◆ What you are asked to do ◆
Reproduce the data below word for word, keeping every line and character unchanged.

____

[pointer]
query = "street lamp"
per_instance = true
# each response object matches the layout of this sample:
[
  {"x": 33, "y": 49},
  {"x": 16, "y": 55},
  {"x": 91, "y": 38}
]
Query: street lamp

____

◆ Answer to the task ◆
[pointer]
query = "street lamp"
per_instance = true
# each response object matches the layout of this sample:
[
  {"x": 33, "y": 49},
  {"x": 16, "y": 55},
  {"x": 91, "y": 38}
]
Query: street lamp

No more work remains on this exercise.